---------- Text shown ----------

RBI keeps repo rate unchanged; your EMIs won't come down

The RBI has kept repo rate, the rate of interest at which commercial banks borrow money from the central bank, at 4% for the last five bi-monthly meetings of the MPC

Reserve Bank of India

The Monetary Policy Committee (MPC) headed by RBI Governor Shaktikanta Das, after three-day deliberation, kept the repo rate unchanged while announcing its bi-monthly policy on June 4.

Status quo since last 5 meetings
The Reserve Bank of India (RBI) has kept repo rate, the rate of interest at which commercial banks borrow money from the central bank, at 4% for the last five meetings of the MPC.

The reverse repo rate, the rate of interest that banks charge for parking their funds with the RBI, is at 3.35%.

Among the factors that are considered by the monetary policy committee to decide on the interest rates are inflation and growth imperatives.

What is repo rate?
The benchmark repo rate is the policy rate on which the cost of funds of banks are pegged. If this rate rises, the cost of funds rises for the banks and they jack up the interest on loans they charge to customers, and, as a direct consequence, EMIs go up. Conversely, if the repo rate goes down, banks can borrow at a cheaper rate and they can pass on the benefits to the customer in the form of cheaper loans. EMIs of existing loans, unless the borrower had opted for fixed rates, go down.

In case the loans become cheaper, common people feel the urge to take more loans to buy real estate, automobiles and consumer goods that, in turn, trigger growth in the economy.

---------- Provided data ----------

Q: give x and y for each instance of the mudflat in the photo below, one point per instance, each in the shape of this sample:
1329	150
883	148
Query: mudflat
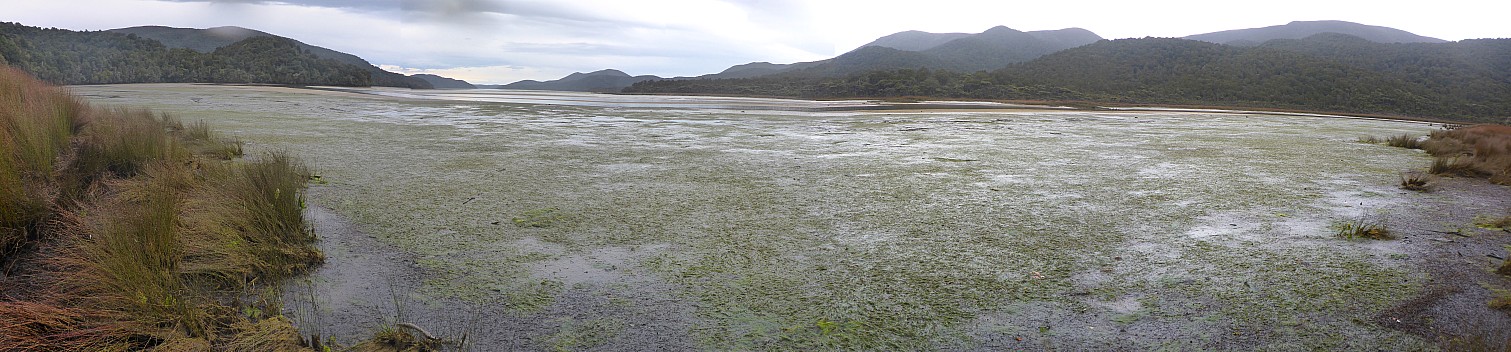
588	222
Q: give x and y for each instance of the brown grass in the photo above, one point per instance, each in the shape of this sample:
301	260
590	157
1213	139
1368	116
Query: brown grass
151	239
37	124
1416	182
1472	151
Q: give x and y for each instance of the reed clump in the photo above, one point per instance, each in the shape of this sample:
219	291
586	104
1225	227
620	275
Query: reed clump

----------

§ Exercise instructions: Please print the RBI repo rate article in full, word for word, with nothing added or left out.

§ Task output:
RBI keeps repo rate unchanged; your EMIs won't come down

The RBI has kept repo rate, the rate of interest at which commercial banks borrow money from the central bank, at 4% for the last five bi-monthly meetings of the MPC

Reserve Bank of India

The Monetary Policy Committee (MPC) headed by RBI Governor Shaktikanta Das, after three-day deliberation, kept the repo rate unchanged while announcing its bi-monthly policy on June 4.

Status quo since last 5 meetings
The Reserve Bank of India (RBI) has kept repo rate, the rate of interest at which commercial banks borrow money from the central bank, at 4% for the last five meetings of the MPC.

The reverse repo rate, the rate of interest that banks charge for parking their funds with the RBI, is at 3.35%.

Among the factors that are considered by the monetary policy committee to decide on the interest rates are inflation and growth imperatives.

What is repo rate?
The benchmark repo rate is the policy rate on which the cost of funds of banks are pegged. If this rate rises, the cost of funds rises for the banks and they jack up the interest on loans they charge to customers, and, as a direct consequence, EMIs go up. Conversely, if the repo rate goes down, banks can borrow at a cheaper rate and they can pass on the benefits to the customer in the form of cheaper loans. EMIs of existing loans, unless the borrower had opted for fixed rates, go down.

In case the loans become cheaper, common people feel the urge to take more loans to buy real estate, automobiles and consumer goods that, in turn, trigger growth in the economy.